* _PROBLEM STATEMENT_: Pick up the blog post of short stories below after its last sentence and keep writing it.

If only the shirt had a picture of a zebra, it'd be a sure-fire winner!

"I'm Fine."  It's just a flesh wound.

"The Following Statement Is True. The Previous Statement Is False."
Think about that for a while until your brain explodes. Kaboom!

Tuesday, March 26, 2013

Stories # 36, # 37, & #38: "Conditional Expendability," "Walter Under The Bridge," & "Lunchtime For Lardbutt"

These are pretty random, I have to admit. I don't want to give too much away, but the first story involves the alien abduction of children, the second one's about being mean to homeless people, and the third one sings the praises of a not-so-balanced diet. Don't think too much – just read 'em and enjoy!  ~  JH


First things first, I am a liar. So anything that comes after this could possibly be untrue. Secondly, I'm an alien life form from the planet Paziwonganum, and I'm here to steal your children. Not all of your children, mind you – just the fussy ones. I'm conducting a series of experiments to determine why children cry so much. I'm sure you won't miss them – after all, you only love them when they aren't crying. When they're calm they're angels, and when they scream you wish them gone. The fact that your love is conditional proves they are expendable to you. Don't worry, I won't keep them forever. I'll return them safe and sound by the time they are ready to enroll in college. You're welcome.


The other day when I was doing the environmental thing and bicycling to work, I pedaled past a homeless guy crouched beneath the Third Street Bridge. Doing the humanitarian thing, I circled back in his direction and stopped beside the man, and asked if he needed any help. He said he was hungry, and that it'd been three days since he'd had a decent meal. I said, "What's your name, Mister?" He said it was Walter. I said, "Well, Walter, hold tight and I will be right back, alright?" Walter looked a little confused, like I was doing the typical thing and offering help that I didn't intend to follow through on giving. But I'm not like that – I'm all about doing the humble thing and serving people in need. So I biked over to McDonald's up the street, picked up a Big Mac, large fries, and a large soda, and raced back to Walter. He was still sitting there under the bridge, not surprisingly, and it warmed my heart to see his face light up a little, realizing I'd actually returned with food. Then he saw the McDonald's bag and his smile turned into a frown. "I did mention," said Walter, "that I hadn't had a decent meal, right?" And I said, "Yeah." And Walter said, "Then why'd you bring me this crap?" Then I did the wrong thing. I rode away with the food and ate it myself once I got to work.

* _SOURCE DATA_:
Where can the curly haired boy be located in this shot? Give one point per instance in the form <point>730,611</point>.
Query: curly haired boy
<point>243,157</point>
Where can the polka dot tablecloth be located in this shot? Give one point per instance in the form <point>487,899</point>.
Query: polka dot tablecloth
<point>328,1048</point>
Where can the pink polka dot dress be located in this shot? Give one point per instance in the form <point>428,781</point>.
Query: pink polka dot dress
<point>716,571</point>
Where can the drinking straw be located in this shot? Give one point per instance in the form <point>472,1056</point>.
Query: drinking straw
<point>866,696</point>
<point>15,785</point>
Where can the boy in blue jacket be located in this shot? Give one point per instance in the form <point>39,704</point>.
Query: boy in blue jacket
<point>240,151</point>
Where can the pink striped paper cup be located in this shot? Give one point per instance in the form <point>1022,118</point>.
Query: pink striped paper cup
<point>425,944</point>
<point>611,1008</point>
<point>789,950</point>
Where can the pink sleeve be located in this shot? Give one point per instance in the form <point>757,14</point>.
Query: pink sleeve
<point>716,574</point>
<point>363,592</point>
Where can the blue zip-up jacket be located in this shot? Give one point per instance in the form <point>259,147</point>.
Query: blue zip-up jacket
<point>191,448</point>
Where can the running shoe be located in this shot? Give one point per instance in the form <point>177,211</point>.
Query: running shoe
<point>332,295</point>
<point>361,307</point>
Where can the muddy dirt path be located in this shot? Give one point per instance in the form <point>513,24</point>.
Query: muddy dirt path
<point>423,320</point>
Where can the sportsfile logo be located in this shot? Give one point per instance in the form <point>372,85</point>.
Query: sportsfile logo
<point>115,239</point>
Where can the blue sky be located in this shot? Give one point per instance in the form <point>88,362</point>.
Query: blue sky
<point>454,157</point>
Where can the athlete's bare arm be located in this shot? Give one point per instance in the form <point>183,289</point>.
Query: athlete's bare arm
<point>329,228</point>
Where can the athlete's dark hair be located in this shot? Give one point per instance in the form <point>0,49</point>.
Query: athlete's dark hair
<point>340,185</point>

* _RESPONSE BOX_:
I'm all about eating healthy. It just depends on your definition of healthy. Mine is "consuming large quantities of your favorite foods." By that definition, I'm one of the healthiest people on the planet. Take my lunch, for example. I start off with a nice bunch of bananas – never less than three, but never more than six. Then I have a pre-meal snack of potato chips – though I do limit myself to a strict nine servings. After that, there's the main course: six juicy pieces of fried chicken with a generous dollop of mashed potatoes and gravy, a couple of servings of macaroni and cheese, a heap of French fries, and four buttermilk biscuits. Of course, no meal would be complete without a nice dessert or three. I like to start with something fruity like apple pie, follow that up with a slice of triple-layer chocolate cake, and then finish it off with a half dozen or so eclairs. Mmm, mmm, delicious! You should join me sometime. It takes awhile to finish off everything, and you won't feel so great for a few hours afterwards, but boy oh boy is it fun!

Thursday, March 21, 2013

Songs With "Easy" In The Title

Some scientific smartypants said that for every action, there's an equal and opposite reaction. Therefore, for every "Songs With 'Hard' In The Title" blog post, there must be also be a "Songs With 'Easy' In The Title." And here it is...  ~  JH

1)  Engelbert Humperdinck  ~  "Am I That Easy To Forget?"

2)  Commodores  ~  "Easy"

3)  Rascal Flatts & Natasha Bedingfield  ~  "Easy"

4)  Bobby Sherman  ~  "Easy Come, Easy Go"

5)  Elvis Presley  ~  "Such An Easy Question"

6)  Three Dog Night  ~  "Easy To Be Hard"

7)  Willie Nelson & Johnny Rodriguez  ~  "Forgiving You Was Easy"

8)  Dierks Bentley  ~  "Free And Easy (Down The Road I Go)"

9)  Keith Carradine  ~  "I'm Easy"

10)  Ringo Starr  ~  "It Don't Come Easy"

11)  The Eagles  ~  "Take It Easy"

12)  ABBA  ~  "Love Isn't Easy (But It Sure Is Hard Enough)"

13)  Sarah McLachlan  ~  "Loving You Is Easy"

14)  Cleopatra  ~  "Life Ain't Easy"

15)  Buddy Holly  ~  "It's So Easy"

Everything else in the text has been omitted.